---------- Testo di partenza ----------

Jesi-Fabriano

A Jesi si riparte: a Palazzo Bisaccioni “volare alto per ritrovare le radici”

Sabato 6 giugno alle 17 l'inaugurazione dell'esposizione di quarantuno opere dell’architetto Giuseppe Ansovino Cappelli, il quale riconduce all’integrità originaria trentuno splendidi borghi delle Marche

JESI – A cura di Giuseppe Salerno si inaugura in Palazzo Bisaccioni, sede della Fondazione Cassa di Risparmio di Jesi, “volare alto per ritrovare le radici”, esposizione di quarantuno opere dell’architetto Giuseppe Ansovino Cappelli il quale riconduce all’integrità originaria trentuno splendidi borghi delle Marche (Belforte, Belvedere Ostrense, Camerino, Castello di Pitino, Castelraimondo, Castignano, Cerreto d’Esi, Corridonia, Cossignano, Fabriano, Fermo, Frontino, Frontone, Jesi, Loreto, Macerata, Mondavio, Mondolfo, Montefiore dell’Aso, Moresco, Pioraco, Piticchio, Pollenza, Recanati, Ripatransone, S. Severino Marche, Senigallia, Tolentino, Treia, Urbino, Urbisaglia).

Volare alto per ritrovare le radici è la missione abbracciata da Giuseppe Ansovino Cappelli che, a tratto forte di penna e matita, realizza su carta Fabriano queste tavole bianche e nere di fronte alle quali, in scenari architettonici essenziali e silenti di dechirichiana memoria, respiriamo l’equilibrio e la grandezza di un pensiero collettivo.

Nato a Fiastra e docente di composizione architettonica presso la facoltà romana di Valle Giulia, Giuseppe Ansovino Cappelli dedica queste opere alla sua regione d’origine.

Con il patrocinio della Regione Marche, del Comune di Fabriano, del Museo della Carta e della Filigrana, dell’Associazione Culturale InArte e del Rotary Club di Jesi, la mostra verrà presentata al pubblico nella sala conferenze di Palazzo Bisaccioni sabato 6 giugno alle ore 17.00 e sarà aperta al pubblico fino a domenica 28 giugno (ogni sabato e domenica, ore 09.00/13.00 15.30/19.30).

«Io sono un uomo antico, che ha letto i classici, che ha raccolto l’uva nella vigna, che ha contemplato il sorgere o il calare del sole sui campi, tra i vecchi, fedeli nitriti, tra i santi belati; che è poi vissuto in piccole città dalla stupenda forma impressa dalle età artigianali, in cui anche un casolare o un muricciolo sono opere d’arte, e bastano un fiumicello o una collina per dividere due stili e creare due mondi. Non so quindi cosa farmene di un mondo unificato dal neocapitalismo, ossia da un internazionalismo creato, con la violenza, dalla necessità della produzione e del consumo».

----------

> Consegna A
Rispondi a queste domande sull'articolo della mostra a Palazzo Bisaccioni:
(i) Quante opere di Giuseppe Ansovino Cappelli comprende l'esposizione?
(ii) In quale località è nato Cappelli?
(iii) Fino a quale giorno resta aperta la mostra?
> Consegna B
Modifica il passo dell'articolo sulla mostra a partire da "Nato a Fiastra" e proseguendo fino a "sua regione d’origine.", sostituendo "docente" con "professore".
> Consegna C
Riprendi l'articolo sulla mostra di Giuseppe Ansovino Cappelli a Palazzo Bisaccioni e continualo dopo l'ultima frase.
I record provengono da una fonte diversa.

---------- Materiale fornito ----------

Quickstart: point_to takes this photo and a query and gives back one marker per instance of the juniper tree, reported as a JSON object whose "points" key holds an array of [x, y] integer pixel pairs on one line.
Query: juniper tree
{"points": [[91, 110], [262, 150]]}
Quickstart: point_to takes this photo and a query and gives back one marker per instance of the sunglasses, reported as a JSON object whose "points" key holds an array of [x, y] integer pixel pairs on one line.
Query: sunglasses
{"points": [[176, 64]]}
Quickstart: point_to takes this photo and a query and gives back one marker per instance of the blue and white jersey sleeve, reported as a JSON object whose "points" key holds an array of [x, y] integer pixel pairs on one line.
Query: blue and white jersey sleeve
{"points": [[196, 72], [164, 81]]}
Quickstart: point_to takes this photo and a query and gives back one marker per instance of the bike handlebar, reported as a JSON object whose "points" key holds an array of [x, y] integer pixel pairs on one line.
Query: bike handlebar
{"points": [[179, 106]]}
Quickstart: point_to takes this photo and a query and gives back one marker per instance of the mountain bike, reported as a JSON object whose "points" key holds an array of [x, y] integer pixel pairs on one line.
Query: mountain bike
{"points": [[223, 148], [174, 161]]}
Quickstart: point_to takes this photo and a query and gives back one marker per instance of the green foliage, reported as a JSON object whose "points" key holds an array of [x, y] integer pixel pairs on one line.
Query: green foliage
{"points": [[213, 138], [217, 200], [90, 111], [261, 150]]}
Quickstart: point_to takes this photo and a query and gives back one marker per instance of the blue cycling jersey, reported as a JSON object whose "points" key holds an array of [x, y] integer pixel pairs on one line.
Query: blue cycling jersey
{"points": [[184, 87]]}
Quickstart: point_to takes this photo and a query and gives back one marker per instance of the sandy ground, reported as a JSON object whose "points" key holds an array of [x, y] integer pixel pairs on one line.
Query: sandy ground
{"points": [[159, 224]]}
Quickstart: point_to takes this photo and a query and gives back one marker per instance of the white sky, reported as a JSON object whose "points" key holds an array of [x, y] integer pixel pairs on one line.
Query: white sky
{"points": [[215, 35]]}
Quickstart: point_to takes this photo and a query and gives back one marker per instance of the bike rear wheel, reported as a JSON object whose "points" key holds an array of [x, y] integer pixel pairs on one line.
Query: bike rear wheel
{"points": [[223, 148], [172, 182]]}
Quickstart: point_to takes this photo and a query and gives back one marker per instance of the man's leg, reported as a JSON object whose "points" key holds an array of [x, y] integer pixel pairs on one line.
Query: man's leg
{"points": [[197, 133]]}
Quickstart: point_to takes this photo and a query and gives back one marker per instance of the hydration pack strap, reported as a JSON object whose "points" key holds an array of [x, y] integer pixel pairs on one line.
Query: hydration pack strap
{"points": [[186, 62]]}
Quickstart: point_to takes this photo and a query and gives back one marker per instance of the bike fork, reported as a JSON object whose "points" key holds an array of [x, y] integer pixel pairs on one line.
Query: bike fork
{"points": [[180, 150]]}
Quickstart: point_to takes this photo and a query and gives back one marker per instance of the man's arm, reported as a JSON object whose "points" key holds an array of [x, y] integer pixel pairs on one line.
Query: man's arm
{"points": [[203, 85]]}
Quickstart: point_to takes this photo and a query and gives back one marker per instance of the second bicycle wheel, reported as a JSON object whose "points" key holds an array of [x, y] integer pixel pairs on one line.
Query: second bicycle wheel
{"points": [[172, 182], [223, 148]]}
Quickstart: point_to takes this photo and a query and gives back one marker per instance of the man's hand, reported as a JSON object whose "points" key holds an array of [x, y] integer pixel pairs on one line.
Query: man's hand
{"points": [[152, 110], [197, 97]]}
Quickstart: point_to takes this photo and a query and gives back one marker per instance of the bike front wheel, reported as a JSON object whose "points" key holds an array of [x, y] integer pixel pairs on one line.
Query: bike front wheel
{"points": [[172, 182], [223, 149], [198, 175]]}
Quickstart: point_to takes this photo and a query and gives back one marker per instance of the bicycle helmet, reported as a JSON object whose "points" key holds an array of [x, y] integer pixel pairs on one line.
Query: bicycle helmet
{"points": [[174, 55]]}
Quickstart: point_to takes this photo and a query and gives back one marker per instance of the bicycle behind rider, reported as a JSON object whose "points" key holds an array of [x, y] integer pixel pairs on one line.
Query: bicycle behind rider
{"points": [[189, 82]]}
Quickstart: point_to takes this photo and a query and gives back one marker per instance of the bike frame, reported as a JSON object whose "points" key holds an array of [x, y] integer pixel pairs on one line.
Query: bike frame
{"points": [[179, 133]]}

----------
---------- Materiale fornito ----------

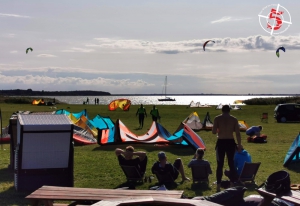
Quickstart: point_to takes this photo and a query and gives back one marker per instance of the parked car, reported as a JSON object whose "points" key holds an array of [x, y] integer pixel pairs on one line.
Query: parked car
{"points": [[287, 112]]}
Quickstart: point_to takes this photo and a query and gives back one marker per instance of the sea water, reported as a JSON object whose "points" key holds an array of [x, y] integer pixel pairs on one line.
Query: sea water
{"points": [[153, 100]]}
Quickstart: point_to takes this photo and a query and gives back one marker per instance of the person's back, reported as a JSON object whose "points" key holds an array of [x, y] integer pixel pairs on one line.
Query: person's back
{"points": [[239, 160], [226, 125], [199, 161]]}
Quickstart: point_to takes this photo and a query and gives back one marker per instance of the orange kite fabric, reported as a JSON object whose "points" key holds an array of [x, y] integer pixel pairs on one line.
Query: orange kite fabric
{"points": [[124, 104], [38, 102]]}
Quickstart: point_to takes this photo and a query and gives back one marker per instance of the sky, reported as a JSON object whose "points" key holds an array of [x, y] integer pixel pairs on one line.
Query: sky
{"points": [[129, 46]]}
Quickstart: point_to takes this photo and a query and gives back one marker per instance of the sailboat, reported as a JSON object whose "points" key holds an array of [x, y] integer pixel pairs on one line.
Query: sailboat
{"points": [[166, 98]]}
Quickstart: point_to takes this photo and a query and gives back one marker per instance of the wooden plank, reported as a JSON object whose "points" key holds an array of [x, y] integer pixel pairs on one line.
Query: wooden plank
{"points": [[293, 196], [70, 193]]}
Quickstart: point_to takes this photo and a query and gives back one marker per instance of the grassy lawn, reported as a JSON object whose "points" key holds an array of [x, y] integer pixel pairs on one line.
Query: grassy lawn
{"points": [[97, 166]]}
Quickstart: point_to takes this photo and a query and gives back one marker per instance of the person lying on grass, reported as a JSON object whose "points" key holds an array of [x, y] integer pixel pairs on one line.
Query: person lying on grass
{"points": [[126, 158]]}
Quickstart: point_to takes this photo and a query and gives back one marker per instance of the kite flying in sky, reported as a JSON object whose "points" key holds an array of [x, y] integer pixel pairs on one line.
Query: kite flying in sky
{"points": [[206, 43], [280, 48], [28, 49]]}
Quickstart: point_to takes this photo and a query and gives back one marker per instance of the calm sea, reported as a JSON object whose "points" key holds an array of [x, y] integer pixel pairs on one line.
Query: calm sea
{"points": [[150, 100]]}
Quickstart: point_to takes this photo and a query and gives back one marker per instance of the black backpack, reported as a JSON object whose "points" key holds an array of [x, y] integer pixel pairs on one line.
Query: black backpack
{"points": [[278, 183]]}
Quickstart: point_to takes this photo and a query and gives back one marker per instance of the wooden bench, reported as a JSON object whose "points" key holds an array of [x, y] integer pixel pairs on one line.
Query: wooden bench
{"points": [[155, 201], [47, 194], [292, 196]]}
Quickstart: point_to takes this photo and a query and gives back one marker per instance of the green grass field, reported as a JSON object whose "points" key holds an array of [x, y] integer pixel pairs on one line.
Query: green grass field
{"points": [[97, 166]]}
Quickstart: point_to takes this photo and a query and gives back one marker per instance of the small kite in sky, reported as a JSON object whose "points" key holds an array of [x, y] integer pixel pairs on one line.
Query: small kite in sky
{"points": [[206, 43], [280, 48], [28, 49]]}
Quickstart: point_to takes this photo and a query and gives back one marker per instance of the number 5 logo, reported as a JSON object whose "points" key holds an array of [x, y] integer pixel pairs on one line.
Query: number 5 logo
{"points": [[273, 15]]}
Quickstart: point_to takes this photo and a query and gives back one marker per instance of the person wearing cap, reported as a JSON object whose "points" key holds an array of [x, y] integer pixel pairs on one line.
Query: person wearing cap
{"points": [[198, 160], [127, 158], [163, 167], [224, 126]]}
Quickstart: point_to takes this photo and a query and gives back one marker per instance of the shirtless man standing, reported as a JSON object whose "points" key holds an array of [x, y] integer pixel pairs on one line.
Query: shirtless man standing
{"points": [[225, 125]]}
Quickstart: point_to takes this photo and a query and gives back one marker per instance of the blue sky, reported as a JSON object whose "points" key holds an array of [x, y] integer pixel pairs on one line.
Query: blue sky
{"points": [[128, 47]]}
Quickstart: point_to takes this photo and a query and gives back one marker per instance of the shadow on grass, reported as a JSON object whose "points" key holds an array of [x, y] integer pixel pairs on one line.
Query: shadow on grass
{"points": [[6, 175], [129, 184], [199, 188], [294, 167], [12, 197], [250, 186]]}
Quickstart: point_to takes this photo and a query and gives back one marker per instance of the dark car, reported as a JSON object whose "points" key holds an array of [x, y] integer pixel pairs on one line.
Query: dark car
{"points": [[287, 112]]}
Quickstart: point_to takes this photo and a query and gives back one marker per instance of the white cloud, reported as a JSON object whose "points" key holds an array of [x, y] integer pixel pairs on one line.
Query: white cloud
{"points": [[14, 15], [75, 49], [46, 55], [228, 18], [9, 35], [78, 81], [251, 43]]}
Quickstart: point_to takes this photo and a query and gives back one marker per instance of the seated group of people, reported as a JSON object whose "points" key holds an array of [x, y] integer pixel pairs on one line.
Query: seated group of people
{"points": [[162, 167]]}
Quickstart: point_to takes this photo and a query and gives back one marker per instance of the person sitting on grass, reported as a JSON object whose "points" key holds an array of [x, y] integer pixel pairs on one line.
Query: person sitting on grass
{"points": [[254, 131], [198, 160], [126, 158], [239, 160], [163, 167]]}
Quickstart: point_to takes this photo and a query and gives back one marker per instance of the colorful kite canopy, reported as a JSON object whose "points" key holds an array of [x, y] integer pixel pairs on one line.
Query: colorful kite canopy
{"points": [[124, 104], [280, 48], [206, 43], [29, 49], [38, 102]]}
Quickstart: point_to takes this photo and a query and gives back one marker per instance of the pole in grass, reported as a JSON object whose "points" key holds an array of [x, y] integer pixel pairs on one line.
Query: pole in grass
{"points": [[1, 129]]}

----------

> Risultato A
(i) Quarantuno.
(ii) A Fiastra.
(iii) Fino a domenica 28 giugno.

> Risultato B
Nato a Fiastra e professore di composizione architettonica presso la facoltà romana di Valle Giulia, Giuseppe Ansovino Cappelli dedica queste opere alla sua regione d’origine.

> Risultato C
«Queste parole di Pier Paolo Pasolini le ho trovate su Facebook, riprese in un post di Giuseppe Ansovino Cappelli – spiega il curatore Giuseppe Salerno- nessun testo avrebbe potuto meglio introdurre la mostra e la figura di questo artista che dell’amore per l’architettura ha fatto la sua ragione di vita e di insegnamento».

«Un ambito quello dell’architettura al quale, congiuntamente agli innegabili meriti, vanno ascritte gravi responsabilità quando, nel rapporto con il mondo di superficie, la gestione dello spazio ha vieppiù incarnato l’aspirazione umana a dominare le forze della natura e l’assurda presunzione di poter tutto controllare e plasmare. Fondamentalmente al servizio dei potenti, al pari di tutta l’arte figurativa sino alla prima metà dell’800, un architetto dimostra di essere tale quando afferma la sua visione anche nei confronti del committente cui compete dettare le regole. Sta a lui ricavare spazi vitali di espressione all’interno degli ambiti costretti. Altra storia è quando il chiamato a progettare abbracci l’ideologia del potere e faccia proprie altrui visioni. Privo di un’etica che lo ponga in rapporto con gli equilibri dell’universo, è l’uomo/architetto ad aver conflitto, in tempi recenti, con condizioni ed andamenti naturali ingegnandosi ad incanalare e deviare il corso delle acque, a contrastare gli andamenti delle maree, a perforare le montagne, a creare isole, a mettere in comunicazione terre e ad erigere barriere».

«E’ ancora a lui che una società mossa unicamente dal profitto ha chiesto di rendere possibile la massima concentrazione di esseri umani in città verticali che, funzionali ai bisogni della produzione e del consumo, sono le prigioni nelle quali non ci è dato distinguere il giorno dalla notte, il caldo dal freddo. In combutta con gli interessi della finanza internazionale è l’architettura ad aver sottratto l’uomo all’ambiente naturale, all’alternarsi delle stagioni, alla pioggia che bagna ed al sole che scalda costringendoci in ambienti confortevoli al cui interno il tempo, annullata ogni diversità, scorre sempre uguale».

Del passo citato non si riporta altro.